Stated exercise A: Name every writer mentioned in the City of Lies review.
Stated exercise B: Retype the part of the City of Lies review between "City of Lies" and "and Daniel Abraham.", inclusive.

Passage:
══════

City of Lies is only the beginning of the Poison War trilogy, but it functions as a standalone story as well. Sam Hawke’s tale of intrigue and betrayal comes to a seemingly pat ending, but knowing that the story is far from over casts a welcome patina of uncertainty over the state of affairs. This complexity is aided by Hawke’s skilful use of a first-person limited perspective to construct multifaceted and imperfect characters, although they sometimes fall into established fantasy archetypes. Sjona is a fascinating environment as well. Hawke’s politically fraught society is built on subterfuge in a fashion reminiscent of Robin Hobb’s Buckkeep Castle, and her magic system is an interesting take on the type of magic used by writers like Guy Gavriel Kay and Daniel Abraham.

══════

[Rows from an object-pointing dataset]
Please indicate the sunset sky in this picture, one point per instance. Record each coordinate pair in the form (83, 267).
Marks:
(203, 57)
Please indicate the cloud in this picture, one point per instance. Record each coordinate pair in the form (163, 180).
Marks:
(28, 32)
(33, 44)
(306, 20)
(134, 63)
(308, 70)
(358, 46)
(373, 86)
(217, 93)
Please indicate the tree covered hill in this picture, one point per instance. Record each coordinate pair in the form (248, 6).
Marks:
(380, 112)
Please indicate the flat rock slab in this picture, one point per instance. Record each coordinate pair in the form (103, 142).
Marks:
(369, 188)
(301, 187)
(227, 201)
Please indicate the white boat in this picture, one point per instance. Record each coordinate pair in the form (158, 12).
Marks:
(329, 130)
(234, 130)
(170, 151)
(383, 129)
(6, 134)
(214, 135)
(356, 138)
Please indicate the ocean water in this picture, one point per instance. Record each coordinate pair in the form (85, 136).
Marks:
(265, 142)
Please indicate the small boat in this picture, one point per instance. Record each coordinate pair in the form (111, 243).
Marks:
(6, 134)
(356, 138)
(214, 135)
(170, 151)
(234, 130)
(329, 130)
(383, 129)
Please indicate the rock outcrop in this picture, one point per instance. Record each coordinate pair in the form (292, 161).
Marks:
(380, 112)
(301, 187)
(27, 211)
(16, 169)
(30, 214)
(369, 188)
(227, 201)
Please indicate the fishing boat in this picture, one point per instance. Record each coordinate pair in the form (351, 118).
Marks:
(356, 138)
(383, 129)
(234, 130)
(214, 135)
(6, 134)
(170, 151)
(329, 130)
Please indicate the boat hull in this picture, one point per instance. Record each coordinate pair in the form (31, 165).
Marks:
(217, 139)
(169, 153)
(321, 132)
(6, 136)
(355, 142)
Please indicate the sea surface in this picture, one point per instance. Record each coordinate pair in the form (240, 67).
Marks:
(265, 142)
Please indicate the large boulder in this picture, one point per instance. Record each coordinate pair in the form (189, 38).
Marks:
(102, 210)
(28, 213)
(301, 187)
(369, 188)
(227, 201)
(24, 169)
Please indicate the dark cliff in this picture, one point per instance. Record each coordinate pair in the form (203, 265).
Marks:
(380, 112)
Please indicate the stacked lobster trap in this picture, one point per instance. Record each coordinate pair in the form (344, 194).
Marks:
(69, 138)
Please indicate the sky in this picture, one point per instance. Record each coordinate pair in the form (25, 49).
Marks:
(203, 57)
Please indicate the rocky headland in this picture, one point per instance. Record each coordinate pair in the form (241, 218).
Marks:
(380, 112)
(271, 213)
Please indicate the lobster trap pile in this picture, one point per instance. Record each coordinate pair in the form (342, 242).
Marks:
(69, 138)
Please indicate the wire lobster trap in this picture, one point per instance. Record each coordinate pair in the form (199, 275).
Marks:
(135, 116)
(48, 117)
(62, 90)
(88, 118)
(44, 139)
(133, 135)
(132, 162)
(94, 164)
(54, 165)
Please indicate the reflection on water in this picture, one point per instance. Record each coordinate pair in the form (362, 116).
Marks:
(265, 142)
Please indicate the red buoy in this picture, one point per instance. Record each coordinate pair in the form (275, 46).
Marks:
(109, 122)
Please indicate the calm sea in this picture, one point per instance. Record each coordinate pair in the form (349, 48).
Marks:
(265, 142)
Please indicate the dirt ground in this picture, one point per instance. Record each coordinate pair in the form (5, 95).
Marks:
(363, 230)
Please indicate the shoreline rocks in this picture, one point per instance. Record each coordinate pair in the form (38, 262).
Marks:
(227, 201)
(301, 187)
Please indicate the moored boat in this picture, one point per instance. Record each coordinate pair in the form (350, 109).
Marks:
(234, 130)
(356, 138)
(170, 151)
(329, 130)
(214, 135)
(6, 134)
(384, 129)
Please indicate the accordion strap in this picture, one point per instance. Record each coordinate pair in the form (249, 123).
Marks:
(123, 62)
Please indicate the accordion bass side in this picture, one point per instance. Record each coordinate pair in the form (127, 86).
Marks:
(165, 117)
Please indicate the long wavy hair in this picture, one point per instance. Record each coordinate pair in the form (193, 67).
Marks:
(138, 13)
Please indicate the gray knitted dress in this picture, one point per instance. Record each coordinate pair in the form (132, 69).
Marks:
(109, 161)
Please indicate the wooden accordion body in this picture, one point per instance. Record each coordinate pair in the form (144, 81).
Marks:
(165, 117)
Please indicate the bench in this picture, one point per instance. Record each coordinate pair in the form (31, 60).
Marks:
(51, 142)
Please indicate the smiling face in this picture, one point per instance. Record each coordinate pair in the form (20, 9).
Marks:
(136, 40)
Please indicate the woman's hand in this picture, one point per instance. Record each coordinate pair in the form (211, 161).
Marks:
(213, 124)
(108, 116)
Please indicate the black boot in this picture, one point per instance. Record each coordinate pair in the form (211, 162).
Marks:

══════

Full answer A: Sam Hawke, Robin Hobb, Guy Gavriel Kay, Daniel Abraham

Full answer B:
City of Lies is only the beginning of the Poison War trilogy, but it functions as a standalone story as well. Sam Hawke’s tale of intrigue and betrayal comes to a seemingly pat ending, but knowing that the story is far from over casts a welcome patina of uncertainty over the state of affairs. This complexity is aided by Hawke’s skilful use of a first-person limited perspective to construct multifaceted and imperfect characters, although they sometimes fall into established fantasy archetypes. Sjona is a fascinating environment as well. Hawke’s politically fraught society is built on subterfuge in a fashion reminiscent of Robin Hobb’s Buckkeep Castle, and her magic system is an interesting take on the type of magic used by writers like Guy Gavriel Kay and Daniel Abraham.